## EXERCISE DESCRIPTION
Which lines below contain the word "right"? Report each of them in full.

## SUPPLIED DATA
----

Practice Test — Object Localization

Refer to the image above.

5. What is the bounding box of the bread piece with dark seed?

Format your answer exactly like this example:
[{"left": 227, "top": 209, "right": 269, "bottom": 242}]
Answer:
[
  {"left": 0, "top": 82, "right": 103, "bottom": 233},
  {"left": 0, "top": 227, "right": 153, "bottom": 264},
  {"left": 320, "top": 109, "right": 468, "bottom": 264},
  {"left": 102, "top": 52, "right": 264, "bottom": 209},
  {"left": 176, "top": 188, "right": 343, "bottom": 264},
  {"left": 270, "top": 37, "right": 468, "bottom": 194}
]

----

## OUTPUT FOR THIS TASK
[{"left": 227, "top": 209, "right": 269, "bottom": 242}]
  {"left": 0, "top": 82, "right": 103, "bottom": 233},
  {"left": 0, "top": 227, "right": 153, "bottom": 264},
  {"left": 320, "top": 109, "right": 468, "bottom": 264},
  {"left": 102, "top": 52, "right": 264, "bottom": 209},
  {"left": 176, "top": 188, "right": 343, "bottom": 264},
  {"left": 270, "top": 37, "right": 468, "bottom": 194}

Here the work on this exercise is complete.